Excerpts from a pointing dataset
--------------------------------------------------

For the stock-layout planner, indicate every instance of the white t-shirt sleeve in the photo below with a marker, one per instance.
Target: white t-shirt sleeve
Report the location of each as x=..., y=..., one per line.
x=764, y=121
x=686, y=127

--------------------------------------------------

## WRITTEN REQUEST
Scale every one of the lines above by rewriting them in full, requests included, with each x and y coordinate in the answers multiplied by 1.2 and rounded to a whole number, halves rounded up.

## RESULT OF THE TASK
For the stock-layout planner, indicate every instance of the white t-shirt sleeve in the photo below with a marker, one per instance.
Target: white t-shirt sleeve
Report the location of each as x=..., y=..., one per line.
x=917, y=145
x=823, y=152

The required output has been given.